**Selected text**
----------
I already wrote about Control Plane Protection in one of my previous posts focused on Cisco device configuration. Here we will make the same thing on Juniper device, I was using Juniper SRX300 and Juniper SRX1500 devices in my lab.

CoPP ??

Control Plane Protection (CoPP) is a method of protecting processor unit, running services on your network device, against excessive flooding. Excessive flooding of traffic aimed towards your router/firewall processor, being that valid or malicious, is always undesirable and can also be dangerous.

A network device, which starts the receive more control traffic that his processor can process, will eventually experience control traffic packet drops and it will lead to some of the router functions to become unstable. Some of the most common control traffic generating services on a router are routing protocols with different update packets, Spanning Tree with BPDU packets, HSRP, CDP, ARP, and different management traffic services like SSH, SNMP, RADIUS etc.
----------
**Items**

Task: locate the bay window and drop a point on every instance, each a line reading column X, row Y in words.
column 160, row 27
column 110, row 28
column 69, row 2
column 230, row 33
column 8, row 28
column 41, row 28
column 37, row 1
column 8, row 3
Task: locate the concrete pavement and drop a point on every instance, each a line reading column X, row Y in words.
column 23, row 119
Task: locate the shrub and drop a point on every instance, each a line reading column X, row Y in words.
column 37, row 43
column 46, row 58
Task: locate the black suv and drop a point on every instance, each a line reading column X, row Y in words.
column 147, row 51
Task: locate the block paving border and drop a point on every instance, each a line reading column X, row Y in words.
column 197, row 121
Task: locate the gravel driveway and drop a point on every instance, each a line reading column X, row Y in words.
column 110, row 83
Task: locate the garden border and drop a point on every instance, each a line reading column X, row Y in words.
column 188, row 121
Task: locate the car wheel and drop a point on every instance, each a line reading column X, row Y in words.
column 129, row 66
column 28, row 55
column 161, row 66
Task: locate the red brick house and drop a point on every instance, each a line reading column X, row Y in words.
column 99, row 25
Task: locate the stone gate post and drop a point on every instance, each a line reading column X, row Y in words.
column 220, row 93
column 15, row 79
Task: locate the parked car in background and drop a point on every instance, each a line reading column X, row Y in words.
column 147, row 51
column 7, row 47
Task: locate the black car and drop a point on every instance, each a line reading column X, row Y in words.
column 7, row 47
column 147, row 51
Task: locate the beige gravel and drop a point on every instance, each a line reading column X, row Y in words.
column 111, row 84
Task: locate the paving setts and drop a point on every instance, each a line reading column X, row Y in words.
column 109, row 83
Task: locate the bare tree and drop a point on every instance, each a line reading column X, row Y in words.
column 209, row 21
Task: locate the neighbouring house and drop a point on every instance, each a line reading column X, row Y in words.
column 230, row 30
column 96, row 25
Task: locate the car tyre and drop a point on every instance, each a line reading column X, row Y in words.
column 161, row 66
----------
**Actions to take**
(1) Please retype the Control Plane Protection text from "Control Plane Protection (CoPP)" up to and including "SNMP, RADIUS etc.".
(2) In the Control Plane Protection text, shorten the paragraph beginning "A network device, which starts" and keep its main facts.
(3) Carry on the Control Plane Protection text from its last sentence.

**Answer set**
(1)
Control Plane Protection (CoPP) is a method of protecting processor unit, running services on your network device, against excessive flooding. Excessive flooding of traffic aimed towards your router/firewall processor, being that valid or malicious, is always undesirable and can also be dangerous.

A network device, which starts the receive more control traffic that his processor can process, will eventually experience control traffic packet drops and it will lead to some of the router functions to become unstable. Some of the most common control traffic generating services on a router are routing protocols with different update packets, Spanning Tree with BPDU packets, HSRP, CDP, ARP, and different management traffic services like SSH, SNMP, RADIUS etc.

(2) A network device that receives more control traffic than its processor can handle will drop control packets, and some router functions will become unstable. Common sources of control traffic include routing protocol updates, Spanning Tree BPDUs, HSRP, CDP, ARP, and management services such as SSH, SNMP and RADIUS.

(3)
Some of those control plane traffic types are more important than others but they all have in common the fact that they don’t normally use much bandwidth to function. Having that in mind, it is easy to conclude that the situation above with router processor at 100% because of control plane traffic is most surely caused by a DDoS attack towards your device.

More unusual is the situation when a neighboring device is experiencing some kind of malfunction which makes him send large amounts of control plane traffic out of his interfaces towards your device.

CoPP is the best way to avoid this kind of attacks or malfunctions to get in the way of your network device stability. CoPP is basically configuration of QoS inbound to your device control plane (CPU).

CoPP Best Practices

The way to configure CoPP in the most stable and effective way is to use guaranteed minimal available bandwidth for each control plane traffic type.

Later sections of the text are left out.